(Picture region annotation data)
☆ ☆ ☆ ☆ ☆
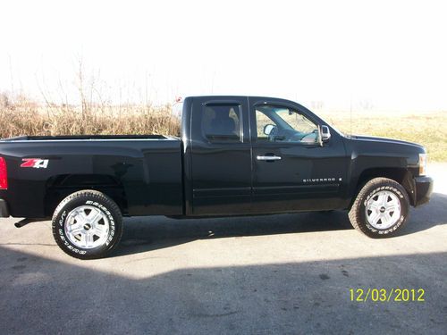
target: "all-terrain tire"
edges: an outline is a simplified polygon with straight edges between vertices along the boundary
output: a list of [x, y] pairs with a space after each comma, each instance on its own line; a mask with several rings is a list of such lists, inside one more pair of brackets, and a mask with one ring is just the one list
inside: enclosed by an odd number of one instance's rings
[[[74, 226], [76, 229], [72, 229]], [[53, 214], [52, 229], [55, 242], [64, 253], [80, 259], [102, 258], [120, 242], [122, 216], [109, 197], [86, 189], [71, 194], [59, 204]]]
[[[368, 219], [368, 214], [371, 214], [372, 211], [367, 210], [367, 205], [371, 202], [374, 203], [375, 198], [378, 199], [382, 195], [385, 195], [382, 197], [383, 199], [387, 197], [386, 195], [389, 195], [388, 199], [394, 199], [394, 202], [400, 205], [399, 212], [397, 210], [390, 212], [392, 215], [397, 215], [392, 217], [392, 220], [390, 222], [394, 222], [395, 221], [395, 222], [389, 227], [384, 225], [386, 227], [384, 229], [381, 229], [380, 227], [382, 222], [371, 223], [371, 219]], [[385, 212], [385, 206], [380, 207], [377, 211], [379, 216], [382, 214], [379, 212], [382, 210]], [[396, 235], [404, 227], [409, 216], [409, 201], [407, 191], [401, 184], [388, 178], [375, 178], [367, 182], [357, 195], [357, 198], [349, 213], [352, 226], [358, 231], [374, 239], [384, 239]]]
☆ ☆ ☆ ☆ ☆
> INSTRUCTIONS TO FOLLOW
Reproduce the lines above verbatim, omitting the pictures from your response.

> RIGHT ANSWER
target: "all-terrain tire"
edges: an outline is a simplified polygon with straight edges between vertices along the boundary
output: a list of [x, y] pairs with a space after each comma, each instance on its own line; a mask with several rings is a list of such lists, inside one more pair of brackets, and a mask with one ring is just the one list
inside: enclosed by an odd number of one instance's rings
[[[74, 226], [76, 229], [72, 229]], [[53, 214], [52, 229], [55, 242], [64, 253], [80, 259], [102, 258], [120, 242], [122, 216], [109, 197], [86, 189], [71, 194], [59, 204]]]
[[[368, 219], [368, 214], [371, 214], [372, 211], [367, 210], [367, 205], [371, 202], [374, 203], [375, 198], [378, 199], [382, 195], [385, 195], [382, 197], [383, 199], [387, 197], [386, 195], [389, 195], [388, 199], [394, 199], [394, 202], [400, 205], [399, 212], [397, 210], [390, 212], [392, 215], [397, 215], [392, 217], [392, 220], [390, 222], [394, 222], [395, 221], [395, 222], [389, 227], [384, 225], [386, 227], [384, 229], [381, 229], [380, 227], [382, 222], [371, 223], [371, 219]], [[385, 212], [385, 206], [380, 207], [377, 211], [379, 216], [382, 214], [379, 212], [382, 210]], [[396, 235], [404, 227], [409, 216], [409, 201], [407, 191], [401, 184], [388, 178], [375, 178], [367, 182], [357, 195], [357, 198], [349, 213], [352, 226], [358, 231], [374, 239], [384, 239]]]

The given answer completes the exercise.